**Provided data**
════════
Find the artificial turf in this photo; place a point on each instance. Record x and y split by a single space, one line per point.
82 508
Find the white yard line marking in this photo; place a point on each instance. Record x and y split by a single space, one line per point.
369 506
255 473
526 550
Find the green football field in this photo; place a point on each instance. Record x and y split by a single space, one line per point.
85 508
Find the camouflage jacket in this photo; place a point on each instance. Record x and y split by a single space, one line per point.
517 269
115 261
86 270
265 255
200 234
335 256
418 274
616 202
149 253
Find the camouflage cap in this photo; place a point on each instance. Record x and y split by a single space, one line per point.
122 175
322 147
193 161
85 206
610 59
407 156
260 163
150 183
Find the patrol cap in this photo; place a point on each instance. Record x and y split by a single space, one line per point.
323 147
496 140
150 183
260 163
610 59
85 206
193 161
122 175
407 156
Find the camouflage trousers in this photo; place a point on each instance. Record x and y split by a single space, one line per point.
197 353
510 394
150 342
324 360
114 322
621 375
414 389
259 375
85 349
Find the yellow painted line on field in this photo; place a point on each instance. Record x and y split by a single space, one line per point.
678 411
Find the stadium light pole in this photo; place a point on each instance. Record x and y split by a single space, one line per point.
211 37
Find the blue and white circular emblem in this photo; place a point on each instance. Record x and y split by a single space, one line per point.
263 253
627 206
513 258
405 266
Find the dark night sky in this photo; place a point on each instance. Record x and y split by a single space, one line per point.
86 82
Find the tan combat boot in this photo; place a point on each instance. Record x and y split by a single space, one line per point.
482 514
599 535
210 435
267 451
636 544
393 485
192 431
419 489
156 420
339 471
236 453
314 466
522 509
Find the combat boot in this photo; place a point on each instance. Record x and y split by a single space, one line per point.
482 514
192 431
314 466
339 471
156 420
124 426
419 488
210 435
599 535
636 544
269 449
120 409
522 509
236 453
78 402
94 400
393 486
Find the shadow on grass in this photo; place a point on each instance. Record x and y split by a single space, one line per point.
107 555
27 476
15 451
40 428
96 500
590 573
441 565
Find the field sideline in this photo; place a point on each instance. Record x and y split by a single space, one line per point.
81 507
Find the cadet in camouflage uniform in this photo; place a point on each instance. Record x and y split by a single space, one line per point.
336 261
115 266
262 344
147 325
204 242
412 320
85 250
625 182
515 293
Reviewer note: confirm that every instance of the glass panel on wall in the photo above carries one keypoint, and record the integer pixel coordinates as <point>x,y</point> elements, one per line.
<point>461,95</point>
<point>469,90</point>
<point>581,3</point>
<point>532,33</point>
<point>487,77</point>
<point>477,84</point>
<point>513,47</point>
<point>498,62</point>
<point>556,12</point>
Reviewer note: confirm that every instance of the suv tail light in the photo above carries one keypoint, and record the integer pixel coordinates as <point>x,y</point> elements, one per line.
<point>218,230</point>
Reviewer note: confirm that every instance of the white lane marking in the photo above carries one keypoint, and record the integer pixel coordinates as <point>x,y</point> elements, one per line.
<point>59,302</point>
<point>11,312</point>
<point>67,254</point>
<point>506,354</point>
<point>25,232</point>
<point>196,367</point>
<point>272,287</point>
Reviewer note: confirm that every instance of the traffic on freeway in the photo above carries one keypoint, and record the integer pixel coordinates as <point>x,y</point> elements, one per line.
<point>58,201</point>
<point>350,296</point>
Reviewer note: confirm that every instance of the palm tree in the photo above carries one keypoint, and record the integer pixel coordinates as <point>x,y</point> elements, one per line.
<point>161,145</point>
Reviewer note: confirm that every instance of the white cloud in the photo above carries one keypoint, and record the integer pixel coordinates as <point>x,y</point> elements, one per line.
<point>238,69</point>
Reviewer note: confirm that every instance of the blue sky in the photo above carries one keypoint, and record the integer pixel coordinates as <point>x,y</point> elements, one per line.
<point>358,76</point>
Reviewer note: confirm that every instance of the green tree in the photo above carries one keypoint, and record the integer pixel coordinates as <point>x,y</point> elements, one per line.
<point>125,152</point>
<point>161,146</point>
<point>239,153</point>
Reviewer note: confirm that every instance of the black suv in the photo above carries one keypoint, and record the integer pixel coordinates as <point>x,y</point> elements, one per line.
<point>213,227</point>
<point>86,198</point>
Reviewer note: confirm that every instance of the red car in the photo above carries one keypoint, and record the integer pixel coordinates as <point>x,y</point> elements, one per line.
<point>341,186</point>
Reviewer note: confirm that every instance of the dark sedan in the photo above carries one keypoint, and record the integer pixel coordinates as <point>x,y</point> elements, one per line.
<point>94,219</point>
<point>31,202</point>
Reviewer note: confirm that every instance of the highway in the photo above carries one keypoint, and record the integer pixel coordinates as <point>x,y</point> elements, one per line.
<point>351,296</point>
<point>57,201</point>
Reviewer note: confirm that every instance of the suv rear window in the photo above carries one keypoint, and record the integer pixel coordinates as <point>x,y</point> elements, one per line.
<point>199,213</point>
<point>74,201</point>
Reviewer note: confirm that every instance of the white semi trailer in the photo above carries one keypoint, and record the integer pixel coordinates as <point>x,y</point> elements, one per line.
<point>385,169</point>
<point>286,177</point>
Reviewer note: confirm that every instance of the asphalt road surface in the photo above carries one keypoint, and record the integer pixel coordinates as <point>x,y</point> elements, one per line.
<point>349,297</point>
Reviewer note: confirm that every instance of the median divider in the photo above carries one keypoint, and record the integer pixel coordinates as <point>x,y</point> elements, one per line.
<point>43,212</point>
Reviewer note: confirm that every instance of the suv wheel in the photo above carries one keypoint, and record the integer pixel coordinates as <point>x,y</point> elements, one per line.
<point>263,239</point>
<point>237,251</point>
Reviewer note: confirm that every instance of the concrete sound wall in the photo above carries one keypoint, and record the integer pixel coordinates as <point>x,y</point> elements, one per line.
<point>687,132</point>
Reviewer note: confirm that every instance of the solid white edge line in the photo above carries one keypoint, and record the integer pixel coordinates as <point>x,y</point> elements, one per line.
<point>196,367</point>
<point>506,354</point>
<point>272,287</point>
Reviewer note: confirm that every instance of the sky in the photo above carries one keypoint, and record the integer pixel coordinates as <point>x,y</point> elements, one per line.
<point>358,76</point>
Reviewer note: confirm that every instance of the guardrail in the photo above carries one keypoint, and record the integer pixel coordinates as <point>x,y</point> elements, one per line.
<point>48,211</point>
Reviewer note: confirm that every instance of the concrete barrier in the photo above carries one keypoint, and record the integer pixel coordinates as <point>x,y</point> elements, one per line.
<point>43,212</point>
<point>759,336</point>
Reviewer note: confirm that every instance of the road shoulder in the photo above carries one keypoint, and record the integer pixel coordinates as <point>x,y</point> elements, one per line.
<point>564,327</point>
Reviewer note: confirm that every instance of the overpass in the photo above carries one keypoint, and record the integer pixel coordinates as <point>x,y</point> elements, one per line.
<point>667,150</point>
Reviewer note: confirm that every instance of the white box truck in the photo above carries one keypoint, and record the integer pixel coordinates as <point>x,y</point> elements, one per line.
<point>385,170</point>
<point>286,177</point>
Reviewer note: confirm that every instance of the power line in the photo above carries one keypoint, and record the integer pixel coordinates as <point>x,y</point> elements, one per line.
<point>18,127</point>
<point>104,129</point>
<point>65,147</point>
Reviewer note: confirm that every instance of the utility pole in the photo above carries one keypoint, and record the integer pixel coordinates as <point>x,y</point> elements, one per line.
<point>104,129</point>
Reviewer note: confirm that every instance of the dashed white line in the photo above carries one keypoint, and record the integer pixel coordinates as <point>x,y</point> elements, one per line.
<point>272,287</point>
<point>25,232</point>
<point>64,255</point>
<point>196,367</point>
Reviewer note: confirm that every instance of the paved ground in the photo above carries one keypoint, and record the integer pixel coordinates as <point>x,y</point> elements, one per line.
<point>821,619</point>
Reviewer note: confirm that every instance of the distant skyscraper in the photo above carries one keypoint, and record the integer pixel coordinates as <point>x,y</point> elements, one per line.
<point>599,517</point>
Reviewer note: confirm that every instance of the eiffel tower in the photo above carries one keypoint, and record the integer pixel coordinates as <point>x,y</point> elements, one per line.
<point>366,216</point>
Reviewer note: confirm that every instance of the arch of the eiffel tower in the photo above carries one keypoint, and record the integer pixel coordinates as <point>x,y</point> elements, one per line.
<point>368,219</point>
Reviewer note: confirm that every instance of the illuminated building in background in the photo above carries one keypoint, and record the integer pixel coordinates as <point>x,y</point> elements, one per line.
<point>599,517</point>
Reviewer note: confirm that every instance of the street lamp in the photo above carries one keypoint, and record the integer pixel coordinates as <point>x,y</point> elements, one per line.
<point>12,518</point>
════════
**Task statement**
Rewrite everything in the material from the line containing "Reviewer note: confirm that every instance of the dark" down to the line containing "<point>57,201</point>", replacing "keypoint" with "marker" and changing nothing else.

**Response**
Reviewer note: confirm that every instance of the dark sedan in the photo above carries one marker, and record the integer pixel coordinates as <point>x,y</point> elements, one per line.
<point>94,219</point>
<point>31,202</point>
Reviewer note: confirm that every instance of the highway in the photo above carries one marker, and record the integer pixel coordinates as <point>x,y</point> elements, one per line.
<point>351,296</point>
<point>57,201</point>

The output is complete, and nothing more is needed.